- [TEKS PILIHAN]
Ada dua alasan mendasar untuk mengatakannya dengan judul dimaksud. Pertama, Romo Domi dengan karya-karyanya yang spektakuler, yang saat ini menjadi referensi lembaga dan para pengelola dalam membangun pendidikan calon imam. Pada poin ini, terdapat sejumlah hal yang bisa disebutkan.

1. Sesudah perayaan Intan, 75 tahun Seminari pada tahun 2004, Romo Domi menjadi ketua tim penyusun buku Pedoman Pembinaan Calon Imam. Buku pedoman ini, termasuk buku yang sangat lengkap dari segi Isi, Metode, dan Aplikasinya. Karena itu buku ini memuat hal-hal khas Seminari St. Yoh. Berkhmans Todabelu – Mataloko seperti : tentang Nama, Pelindung Seminari, arti Logo Seminari, Visi, Misi, Komitmen, Profil para seminaris sebagai calon peserta bina dan profil lulusan, Asas-asas, Prinsip dan Isi Pembinaan, Materi Dasar Pembinaan, Lingkungan Pembinaan, Pelbagai Komponen Pembina, Pelbagai Sarana Penunjang, serta Peraturan dan Tata Tertib Sekolah dan Asrama.

Buku pedoman dengan isi yang sangat lengkap ini, tercatat di lembaga ini sebagai buku pedoman pertama yang disusun dengan mengadopsi dari berbagai sumber semenjak seminari ini didirikan. Karena itu pada awal pengantar buku ini ia menulis, “Baru untuk pertama kali inilah Seminari kita mengeluarkan sebuah Buku Pedoman Pembinaan Para Calon Imam, sebagai perwujudan kenekatan kita bersama dalam rangka merayakan 75 tahun seminari kita, yang berpuncak pada tanggal 15 September 2004 yang lalu.”

2. Sebagai guru dan pendidik para calon imam yang mengasuh mata pelajaran bahasa Latin, Romo Domi, telah menerbitkan beberapa modul pembelajaran Bahasa Latin. Modul-modul ini dihasilkan dari dasar pengalaman mengelola pembelajaran bahasa Latin, di satu pihak; dan pada pihak lain Romo Domi berkeinginan agar bahasa Latin sebagai bahasa liturgi gereja ini, harus mempunyai tempat khusus di dalam sistem kurikulum seminari dan kurikulum nasional. Karena itu, ketika masih aktif mengajar sampai dengan 4 tahun yang lalu, Romo Domi sangat tidak puas dengan alokasi waktu mengajar Bahasa Latin yang sangat terbatas yaitu dua jam seminggu. Padahal, menurutnya, dan hal ini juga diamini oleh banyak orang yang pernah belajar bahasa Latin, bahasa Latin adalah pemicu membentuk nalar untuk berpikir kritis dan teliti, serta sebagai alat pembentuk humaniora dalam konteks ilmu-ilmu bahasa pada umumnya.

- [TUGAS]
Tulis ulang bagian teks tentang Romo Domi mulai dari "Ada dua alasan" sampai "yang bisa disebutkan.", dan ganti "referensi" dengan "rujukan".

- [BAHAN SUMBER]
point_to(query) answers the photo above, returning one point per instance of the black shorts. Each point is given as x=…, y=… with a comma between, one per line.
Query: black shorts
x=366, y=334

- [JAWABAN]
Ada dua alasan mendasar untuk mengatakannya dengan judul dimaksud. Pertama, Romo Domi dengan karya-karyanya yang spektakuler, yang saat ini menjadi rujukan lembaga dan para pengelola dalam membangun pendidikan calon imam. Pada poin ini, terdapat sejumlah hal yang bisa disebutkan.